- [Task set]
a: Could you print out a stretch of the Softmax passage, starting at the words "Some layers can" and stopping after "to Softmax accuracy."?
b: Would you carry on the passage about the CustomSoftmax operator from its last sentence onward?

This operator is useful in optimizing performance of inference workloads, for example Stable Diffusion which uses flavor=1.

Some layers can be sensitive to Softmax accuracy and its numerical stability so applying the fastest option (2) for all the layers may harm model output. Therefore, collecting statistics for each layer (min and max of maximums along the last dimensions) can help to find layers suitable for applying this optimization: if min and max are far away from 0 then subtracting the maximum will be required for numerical stability. Also, using CustomSoftmax only in selected layers may help with optimizing the model if some layers are very sensitive to Softmax accuracy.

(Rows from a pointing dataset)
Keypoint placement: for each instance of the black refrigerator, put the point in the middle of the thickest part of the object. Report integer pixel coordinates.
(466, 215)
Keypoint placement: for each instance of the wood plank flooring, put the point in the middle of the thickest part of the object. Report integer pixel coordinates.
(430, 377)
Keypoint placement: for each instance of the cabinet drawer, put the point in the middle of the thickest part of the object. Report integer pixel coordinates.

- [Task answers]
a:
Some layers can be sensitive to Softmax accuracy and its numerical stability so applying the fastest option (2) for all the layers may harm model output. Therefore, collecting statistics for each layer (min and max of maximums along the last dimensions) can help to find layers suitable for applying this optimization: if min and max are far away from 0 then subtracting the maximum will be required for numerical stability. Also, using CustomSoftmax only in selected layers may help with optimizing the model if some layers are very sensitive to Softmax accuracy.

b:
The below shows a usage example:

import habana_frameworks.torch.hpex.kernels as hpu_kernels

attn_weights = attn_weights * self.inv_scale_attn
attn_weights = attn_weights + attention_mask
attn_weights = hpu_kernels.CustomSoftmax.apply(attn_weights, 2) # flavor=2

hpex/kernels/FBGEMM

FBGEMM (Facebook GEneral Matrix Multiplication Kernels Library) is a collection of high-performance operator libraries designed for training and inference. The habana_frameworks.torch.hpex.kernels.fbgemm package provides the following APIs:

  • bounds_check_indices - Checks and corrects any invalid values of the provided indices and offsets.

  • expand_into_jagged_permute - Expands the permute index for sparse data from the table dimension to the batch dimension in cases where the sparse features have different batch sizes across ranks.

  • permute_1D_sparse_data - Shuffles lengths, indices and weights tensors according to the values in permute tensor.

  • permute_2D_sparse_data - Shuffles lengths, indices and weights tensors according to the values in permute tensor.

  • split_embedding_codegen_lookup_function - A simple lookup table that stores embeddings for a fixed dictionary of a specific size..

  • split_permute_cat - Replaces the combination of split_with_sizes, permute, and cat operations.

The below shows a usage example:

import torch
from test_utils import hpu
from habana_frameworks.torch.hpex.kernels.fbgemm import split_permute_cat

B = 3; F = 3; D = 8
input = torch.randn(B, F * D, dtype=torch.float32)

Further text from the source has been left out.